- [AIM OF THE TASK]:
Could you retype all of the entries below word for word?

______

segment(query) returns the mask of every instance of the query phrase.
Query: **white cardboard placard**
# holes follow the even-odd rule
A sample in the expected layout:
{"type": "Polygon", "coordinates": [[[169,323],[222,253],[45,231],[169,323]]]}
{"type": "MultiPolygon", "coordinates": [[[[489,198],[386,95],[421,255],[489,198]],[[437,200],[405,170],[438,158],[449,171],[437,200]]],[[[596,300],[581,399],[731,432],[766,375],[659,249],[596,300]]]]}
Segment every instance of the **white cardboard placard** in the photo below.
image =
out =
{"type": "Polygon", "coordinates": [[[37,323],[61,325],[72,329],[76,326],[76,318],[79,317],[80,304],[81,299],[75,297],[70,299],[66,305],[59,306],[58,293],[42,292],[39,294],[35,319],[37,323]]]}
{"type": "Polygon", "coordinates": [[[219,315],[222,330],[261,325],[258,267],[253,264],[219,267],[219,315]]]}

______

- [ANSWER TO THIS EXERCISE]:
segment(query) returns the mask of every instance of the query phrase.
Query: **white cardboard placard**
# holes follow the even-odd rule
A sample in the expected layout:
{"type": "Polygon", "coordinates": [[[169,323],[222,253],[45,231],[169,323]]]}
{"type": "MultiPolygon", "coordinates": [[[[489,198],[386,95],[421,255],[489,198]],[[437,200],[405,170],[438,158],[449,171],[437,200]]],[[[596,300],[581,399],[731,432],[766,375],[659,249],[596,300]]]]}
Segment every instance of the **white cardboard placard** in the photo below.
image =
out =
{"type": "Polygon", "coordinates": [[[37,323],[61,325],[72,329],[76,326],[76,318],[79,317],[80,304],[81,299],[75,297],[70,299],[66,305],[59,306],[58,293],[42,292],[39,294],[35,319],[37,323]]]}
{"type": "Polygon", "coordinates": [[[219,315],[222,330],[261,325],[258,267],[253,264],[219,267],[219,315]]]}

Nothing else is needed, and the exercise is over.